■ **What to work on**: Put every line of the records below into a JSON list of strings, one string per line, leaving out blank lines.

■ **Outline labeling records**:
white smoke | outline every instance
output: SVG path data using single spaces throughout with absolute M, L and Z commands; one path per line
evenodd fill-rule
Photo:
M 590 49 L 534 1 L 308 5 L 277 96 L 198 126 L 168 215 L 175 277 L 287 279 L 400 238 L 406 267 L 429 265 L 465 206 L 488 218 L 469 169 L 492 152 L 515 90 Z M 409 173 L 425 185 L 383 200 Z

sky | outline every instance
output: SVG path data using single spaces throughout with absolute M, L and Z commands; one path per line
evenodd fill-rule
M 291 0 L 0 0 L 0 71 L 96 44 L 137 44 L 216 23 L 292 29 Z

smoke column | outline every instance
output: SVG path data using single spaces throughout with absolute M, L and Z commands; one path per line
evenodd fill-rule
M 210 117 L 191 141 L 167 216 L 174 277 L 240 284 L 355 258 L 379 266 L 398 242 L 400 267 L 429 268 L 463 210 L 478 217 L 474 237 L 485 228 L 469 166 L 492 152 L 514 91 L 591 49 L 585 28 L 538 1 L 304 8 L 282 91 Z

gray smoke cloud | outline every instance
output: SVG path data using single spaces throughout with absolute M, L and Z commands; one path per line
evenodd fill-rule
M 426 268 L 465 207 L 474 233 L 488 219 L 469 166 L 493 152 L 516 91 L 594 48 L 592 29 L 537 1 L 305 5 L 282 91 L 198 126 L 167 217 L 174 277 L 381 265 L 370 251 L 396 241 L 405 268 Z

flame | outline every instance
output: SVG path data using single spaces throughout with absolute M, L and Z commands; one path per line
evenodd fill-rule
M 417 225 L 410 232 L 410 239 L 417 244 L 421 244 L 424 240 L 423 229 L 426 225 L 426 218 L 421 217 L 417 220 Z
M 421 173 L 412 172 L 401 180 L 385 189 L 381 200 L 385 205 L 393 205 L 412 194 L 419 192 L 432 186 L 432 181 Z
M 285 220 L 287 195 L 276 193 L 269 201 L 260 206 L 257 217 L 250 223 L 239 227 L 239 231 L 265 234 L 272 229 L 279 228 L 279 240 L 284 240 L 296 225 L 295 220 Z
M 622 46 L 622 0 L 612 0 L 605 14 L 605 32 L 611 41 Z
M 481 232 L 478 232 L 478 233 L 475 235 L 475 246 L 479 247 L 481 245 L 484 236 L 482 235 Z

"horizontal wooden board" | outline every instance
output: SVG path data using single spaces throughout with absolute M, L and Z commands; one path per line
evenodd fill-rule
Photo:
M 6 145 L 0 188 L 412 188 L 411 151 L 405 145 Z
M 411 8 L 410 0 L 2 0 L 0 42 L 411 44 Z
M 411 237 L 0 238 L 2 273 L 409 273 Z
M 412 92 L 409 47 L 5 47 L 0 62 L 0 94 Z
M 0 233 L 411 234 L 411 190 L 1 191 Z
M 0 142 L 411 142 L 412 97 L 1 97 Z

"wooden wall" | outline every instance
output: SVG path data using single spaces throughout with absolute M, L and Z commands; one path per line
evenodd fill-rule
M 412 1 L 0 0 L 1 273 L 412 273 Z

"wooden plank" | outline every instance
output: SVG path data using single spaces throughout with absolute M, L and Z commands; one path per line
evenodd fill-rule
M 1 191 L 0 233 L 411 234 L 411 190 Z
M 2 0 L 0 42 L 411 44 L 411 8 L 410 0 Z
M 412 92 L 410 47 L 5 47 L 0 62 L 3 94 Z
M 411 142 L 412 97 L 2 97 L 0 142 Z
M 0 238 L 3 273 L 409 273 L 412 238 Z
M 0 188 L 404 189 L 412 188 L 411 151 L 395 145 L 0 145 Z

■ **The completed task**:
[
  "white smoke | outline every instance",
  "output: SVG path data using single spaces throughout with absolute M, L and Z commands; one path per line",
  "evenodd fill-rule",
  "Photo:",
  "M 590 49 L 534 1 L 308 5 L 277 96 L 198 126 L 168 215 L 175 277 L 287 279 L 400 238 L 406 267 L 429 265 L 465 206 L 488 218 L 469 169 L 492 152 L 515 90 Z M 409 173 L 425 185 L 383 200 Z",
  "sky | outline every instance",
  "output: SVG path data using single spaces throughout with absolute M, L and Z commands; one path per line",
  "evenodd fill-rule",
  "M 291 0 L 0 0 L 0 71 L 96 44 L 137 44 L 216 23 L 292 29 Z",
  "smoke column | outline every instance",
  "output: SVG path data using single spaces throughout with absolute M, L and Z commands; one path per line",
  "evenodd fill-rule",
  "M 210 117 L 191 141 L 167 216 L 174 277 L 240 284 L 355 258 L 379 266 L 398 242 L 400 267 L 429 268 L 463 210 L 478 217 L 474 237 L 485 228 L 469 166 L 492 152 L 514 91 L 591 49 L 585 28 L 538 1 L 304 8 L 282 91 Z",
  "gray smoke cloud | outline every instance",
  "output: SVG path data using single spaces throughout with absolute M, L and Z commands; one path per line",
  "evenodd fill-rule",
  "M 426 268 L 465 207 L 474 233 L 488 219 L 469 166 L 493 152 L 516 91 L 594 48 L 592 29 L 537 1 L 305 5 L 282 91 L 198 126 L 167 217 L 174 277 L 381 265 L 370 251 L 396 241 L 405 268 Z",
  "flame | outline every instance",
  "output: SVG path data using single spaces throughout with absolute M, L and Z commands; one path per line",
  "evenodd fill-rule",
  "M 417 225 L 410 232 L 410 239 L 417 244 L 421 244 L 424 240 L 423 229 L 426 225 L 426 218 L 421 217 L 417 220 Z",
  "M 421 173 L 412 172 L 401 180 L 385 189 L 381 200 L 385 205 L 393 205 L 412 194 L 419 192 L 432 186 L 432 181 Z",
  "M 285 220 L 287 195 L 276 193 L 269 201 L 260 206 L 257 217 L 250 223 L 239 227 L 239 231 L 265 234 L 272 229 L 279 228 L 279 240 L 284 240 L 296 225 L 295 220 Z",
  "M 622 46 L 622 0 L 612 0 L 605 14 L 605 32 L 611 41 Z",
  "M 481 232 L 478 232 L 478 233 L 475 235 L 475 246 L 479 247 L 481 245 L 484 236 L 482 235 Z",
  "\"horizontal wooden board\" | outline every instance",
  "output: SVG path data using single spaces throughout with absolute M, L and Z commands; one path per line",
  "evenodd fill-rule",
  "Photo:",
  "M 6 145 L 0 188 L 412 188 L 411 151 L 405 145 Z",
  "M 411 8 L 410 0 L 2 0 L 0 42 L 411 44 Z",
  "M 411 237 L 0 238 L 2 273 L 409 273 Z",
  "M 412 92 L 409 47 L 5 47 L 0 62 L 0 94 Z",
  "M 0 233 L 411 234 L 411 190 L 1 191 Z",
  "M 0 142 L 411 142 L 412 97 L 1 97 Z",
  "\"wooden wall\" | outline every instance",
  "output: SVG path data using single spaces throughout with absolute M, L and Z commands; one path per line",
  "evenodd fill-rule",
  "M 412 1 L 0 0 L 1 273 L 412 273 Z",
  "\"wooden plank\" | outline every instance",
  "output: SVG path data using single spaces throughout with absolute M, L and Z commands; one path per line",
  "evenodd fill-rule",
  "M 1 191 L 0 233 L 411 234 L 411 190 Z",
  "M 2 0 L 0 42 L 411 44 L 411 8 L 410 0 Z",
  "M 412 92 L 410 47 L 5 47 L 0 62 L 3 94 Z",
  "M 411 142 L 412 97 L 2 97 L 0 142 Z",
  "M 0 238 L 3 273 L 409 273 L 412 238 Z",
  "M 0 188 L 404 189 L 412 188 L 411 151 L 395 145 L 0 145 Z"
]